WORK REQUIRED
Could you print every record below exactly as it appears?

* Start RECORDS TO USE *

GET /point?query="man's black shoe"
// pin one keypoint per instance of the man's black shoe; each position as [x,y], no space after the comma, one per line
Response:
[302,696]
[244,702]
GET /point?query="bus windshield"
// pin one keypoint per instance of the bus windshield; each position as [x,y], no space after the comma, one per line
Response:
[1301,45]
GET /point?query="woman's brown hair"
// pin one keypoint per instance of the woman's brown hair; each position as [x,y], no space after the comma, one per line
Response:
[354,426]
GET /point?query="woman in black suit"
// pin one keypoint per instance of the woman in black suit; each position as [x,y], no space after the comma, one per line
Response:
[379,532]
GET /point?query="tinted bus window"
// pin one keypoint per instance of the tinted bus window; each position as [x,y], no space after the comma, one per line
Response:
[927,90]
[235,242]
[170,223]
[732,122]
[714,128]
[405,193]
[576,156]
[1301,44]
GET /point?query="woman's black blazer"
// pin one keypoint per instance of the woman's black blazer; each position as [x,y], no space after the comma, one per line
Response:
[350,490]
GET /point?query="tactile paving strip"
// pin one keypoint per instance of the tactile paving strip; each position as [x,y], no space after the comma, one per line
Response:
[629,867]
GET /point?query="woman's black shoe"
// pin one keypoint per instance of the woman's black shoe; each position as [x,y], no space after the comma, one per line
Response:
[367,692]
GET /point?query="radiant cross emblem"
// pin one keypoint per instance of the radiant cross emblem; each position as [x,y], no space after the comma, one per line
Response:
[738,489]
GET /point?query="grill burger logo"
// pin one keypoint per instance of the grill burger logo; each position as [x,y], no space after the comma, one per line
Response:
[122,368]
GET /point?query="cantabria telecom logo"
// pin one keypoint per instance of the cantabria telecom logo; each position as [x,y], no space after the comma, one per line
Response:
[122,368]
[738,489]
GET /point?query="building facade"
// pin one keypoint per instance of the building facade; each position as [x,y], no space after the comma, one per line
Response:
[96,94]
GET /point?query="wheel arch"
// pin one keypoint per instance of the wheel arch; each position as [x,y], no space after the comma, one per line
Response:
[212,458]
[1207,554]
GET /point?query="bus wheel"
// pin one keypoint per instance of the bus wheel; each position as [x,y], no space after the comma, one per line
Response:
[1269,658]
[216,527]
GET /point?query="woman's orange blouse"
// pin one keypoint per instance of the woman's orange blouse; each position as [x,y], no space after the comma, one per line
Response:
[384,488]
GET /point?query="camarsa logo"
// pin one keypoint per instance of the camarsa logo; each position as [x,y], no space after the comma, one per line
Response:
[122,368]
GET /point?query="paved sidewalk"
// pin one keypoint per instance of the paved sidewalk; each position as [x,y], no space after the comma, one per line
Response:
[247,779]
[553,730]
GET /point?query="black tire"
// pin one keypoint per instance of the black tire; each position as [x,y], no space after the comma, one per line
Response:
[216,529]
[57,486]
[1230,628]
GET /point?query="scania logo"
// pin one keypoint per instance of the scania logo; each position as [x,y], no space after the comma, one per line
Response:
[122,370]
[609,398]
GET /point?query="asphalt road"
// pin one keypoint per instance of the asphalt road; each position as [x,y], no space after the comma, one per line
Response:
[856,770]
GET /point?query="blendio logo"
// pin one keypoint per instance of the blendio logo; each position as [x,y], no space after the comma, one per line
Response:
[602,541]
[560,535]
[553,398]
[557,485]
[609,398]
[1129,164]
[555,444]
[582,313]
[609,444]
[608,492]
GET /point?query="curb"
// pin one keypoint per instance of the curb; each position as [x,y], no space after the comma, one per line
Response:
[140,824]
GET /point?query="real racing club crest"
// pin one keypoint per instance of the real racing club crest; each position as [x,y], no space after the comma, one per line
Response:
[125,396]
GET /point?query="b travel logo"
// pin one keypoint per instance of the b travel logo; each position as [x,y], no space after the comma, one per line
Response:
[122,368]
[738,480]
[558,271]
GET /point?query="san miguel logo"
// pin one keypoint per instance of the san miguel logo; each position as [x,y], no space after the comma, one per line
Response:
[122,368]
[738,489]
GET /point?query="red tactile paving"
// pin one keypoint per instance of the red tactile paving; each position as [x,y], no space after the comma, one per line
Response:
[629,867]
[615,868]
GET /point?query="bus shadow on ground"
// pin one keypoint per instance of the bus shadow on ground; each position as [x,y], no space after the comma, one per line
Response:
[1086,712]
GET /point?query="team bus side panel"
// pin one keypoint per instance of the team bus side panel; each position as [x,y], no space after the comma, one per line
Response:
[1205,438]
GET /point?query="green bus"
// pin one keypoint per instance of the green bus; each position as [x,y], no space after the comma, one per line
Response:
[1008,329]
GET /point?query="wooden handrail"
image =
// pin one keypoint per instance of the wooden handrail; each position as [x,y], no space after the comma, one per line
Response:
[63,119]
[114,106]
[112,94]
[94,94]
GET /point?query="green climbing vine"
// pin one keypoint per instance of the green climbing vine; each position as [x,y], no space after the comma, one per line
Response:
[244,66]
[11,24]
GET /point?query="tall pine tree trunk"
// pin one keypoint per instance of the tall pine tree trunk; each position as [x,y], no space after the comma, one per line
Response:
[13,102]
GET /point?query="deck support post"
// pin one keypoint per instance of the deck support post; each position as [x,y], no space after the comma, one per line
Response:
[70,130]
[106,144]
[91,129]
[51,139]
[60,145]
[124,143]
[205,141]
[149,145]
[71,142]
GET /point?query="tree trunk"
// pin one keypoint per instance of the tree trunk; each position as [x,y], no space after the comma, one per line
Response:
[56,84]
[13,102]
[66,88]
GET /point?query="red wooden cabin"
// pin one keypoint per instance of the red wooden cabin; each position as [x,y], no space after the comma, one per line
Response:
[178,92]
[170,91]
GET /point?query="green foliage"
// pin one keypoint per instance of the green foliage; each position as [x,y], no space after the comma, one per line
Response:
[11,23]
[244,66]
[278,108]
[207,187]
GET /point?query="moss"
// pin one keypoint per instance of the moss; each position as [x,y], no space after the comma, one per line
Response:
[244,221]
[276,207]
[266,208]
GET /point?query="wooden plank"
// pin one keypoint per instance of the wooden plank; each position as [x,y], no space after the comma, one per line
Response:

* End RECORDS TO USE *

SOLUTION TO THIS EXERCISE
GET /point?query="man's black shoe"
// pin one keypoint per instance of the man's black shoe; each position as [x,y], no space after the comma, one per line
Response:
[302,696]
[244,702]
GET /point?query="bus windshield"
// pin one keypoint per instance of the bus windshield; each position as [x,y], no space after the comma, one per line
Response:
[1301,45]
GET /point?query="woman's brown hair"
// pin one keypoint per instance of the woman's brown hair; each position as [x,y], no space after the comma, one per line
Response:
[354,426]
GET /point?query="woman in black suit"
// pin one keypoint per instance of the woman in black suit; each position as [x,y], no space after the comma, one per line
Response:
[379,532]
GET /point?query="tinted bus window"
// pin one keypoint per instance of the tinted bus window; each position as [x,y], no space after the comma, one per line
Response:
[927,90]
[235,242]
[170,223]
[732,122]
[714,128]
[405,193]
[576,156]
[1301,44]
GET /point?query="woman's black blazer"
// pin one keypoint per instance of the woman's black blazer; each position as [x,y], no space after the comma, one per line
Response:
[350,490]
GET /point?query="tactile paving strip"
// pin one keypoint per instance of the tactile paving strip; each position as [x,y], no space after the comma, one per line
Response:
[629,867]
GET /point?query="woman's black shoe"
// pin one keypoint per instance of the woman's black shoe; each position as [x,y], no space after the comma, one per line
Response:
[367,692]
GET /point?query="radiant cross emblem"
// pin one keypoint per instance of the radiant cross emblem; each position as [x,y], no space after the comma, one per line
Response:
[738,489]
GET /point?query="grill burger logo"
// pin one keypoint per instance of the grill burger logo; each position as [x,y], no space after the comma, one per line
Response:
[122,368]
GET /point?query="cantabria telecom logo"
// pin one keypoint per instance of the cantabria telecom logo; each position as [x,y], no space after the comma, one per line
Response:
[122,368]
[738,489]
GET /point?query="building facade"
// pin one keypoint per instance of the building facade; each position as [x,y], no space after the comma, one per line
Response:
[96,94]
GET /point?query="wheel arch"
// pin one keypoint per instance of the wheel arch; each position as [x,y], no space after the comma, one per line
Response:
[212,458]
[1207,554]
GET /point?query="bus wheel"
// pin one keypoint per instance of the bus wheel; each position as [x,y], no space after the comma, one per line
Response:
[1269,658]
[216,527]
GET /point?query="woman's orange blouse"
// pin one keypoint per instance of the woman's orange blouse; each position as [x,y], no space after the comma, one per line
Response:
[384,488]
GET /point?query="camarsa logo"
// pin one keypoint per instance of the camarsa logo; each position as [x,y], no space after the comma, one per line
Response:
[122,368]
GET /point?query="paved sidewalk"
// pin one keypoint per instance of the paved sidewalk; each position as [x,y], no space after the comma, one per line
Response:
[247,779]
[553,730]
GET /point?query="black tire"
// pin one keypoint per instance of the black tire; each position as [x,y], no space after the comma, one per line
Response:
[216,529]
[57,486]
[1230,628]
GET /point?query="scania logo"
// pin one keypoint per instance of the scania logo; each position as [x,y], no space after the comma, one per line
Response:
[122,370]
[609,398]
GET /point?query="asphalt road"
// pin one keypoint per instance of the asphalt road; each position as [x,y], no space after the comma, one per line
Response:
[856,770]
GET /point?query="blendio logo"
// pin one keypoint per instance of the blendio logo; each position as [x,y], no space after the comma, one per line
Response:
[602,541]
[560,535]
[553,398]
[557,485]
[609,398]
[1129,164]
[555,444]
[582,313]
[609,444]
[608,492]
GET /point?query="curb"
// pin one keypoint per instance of the curb; each position as [x,y], no space after the comma, one per line
Response:
[140,824]
GET /point?query="real racing club crest"
// pin one keypoint per instance of the real racing club crest; each position as [x,y], no space after the comma, one per line
Response:
[125,396]
GET /point?query="b travel logo"
// pin one keypoint per instance of the b travel logo; each position as [x,y], no space after the comma, one per line
Response:
[122,368]
[738,480]
[558,271]
GET /point?query="san miguel logo"
// pin one keypoint per instance of the san miguel logo; each position as [x,y], no space after the comma, one per line
Response:
[122,368]
[738,489]
GET /point?query="red tactile paving"
// pin one keypoint per instance of the red tactile paving; each position as [x,y], no space after the comma, one per line
Response:
[629,867]
[615,868]
GET /point?query="bus shadow on ground"
// pin one keypoint per instance of the bus shadow on ground; each position as [x,y], no space after the comma, one per line
Response:
[1086,712]
GET /point?query="team bus side panel"
// pin one keypoint per instance of the team bus side panel; each position as [x,y], no space after the comma, one per line
Response:
[1205,438]
GET /point?query="green bus"
// pin one keypoint per instance of the green bus; each position as [x,y], no space after the comma, one per line
Response:
[1008,329]
GET /point?query="wooden handrail"
image =
// pin one keypoint per instance of the wooden handrail; each position as [x,y], no space after the comma, one per line
Response:
[63,119]
[114,106]
[112,94]
[94,94]
GET /point?query="green climbing vine"
// pin one keypoint per instance of the green climbing vine; each position as [x,y], no space after the comma, one per line
Response:
[244,66]
[11,24]
GET /point?query="tall pine tree trunk"
// pin one keypoint per instance of the tall pine tree trunk; each position as [x,y], no space after the comma, one per line
Response:
[13,102]
GET /point?query="deck support post"
// pin one keypoint per instance of the deck support post; each position as [x,y], no space after the comma, one per line
Response:
[70,130]
[106,144]
[91,129]
[51,139]
[60,145]
[124,143]
[205,141]
[149,145]
[71,142]
GET /point?query="tree trunk"
// pin one keypoint per instance of the tree trunk; each position as [x,y], no space after the comma, one per line
Response:
[56,84]
[13,102]
[66,88]
GET /point?query="red wooden cabin"
// pin one keypoint per instance of the red wooden cabin; each position as [x,y], no space after the comma, one per line
Response:
[178,92]
[170,91]
GET /point?query="green foliage"
// pin one keypoint per instance of the green foliage; each position as [x,y], no space after the comma, one per line
Response:
[11,23]
[244,66]
[278,108]
[207,187]
GET /point?query="moss"
// pin one keypoint per instance of the moss; each position as [x,y], no space after the comma, one per line
Response:
[244,221]
[276,207]
[266,208]
GET /point?query="wooden plank"
// pin one keypoint per instance of the wooden plank; each position as [x,y], no space after the comma, one per line
Response:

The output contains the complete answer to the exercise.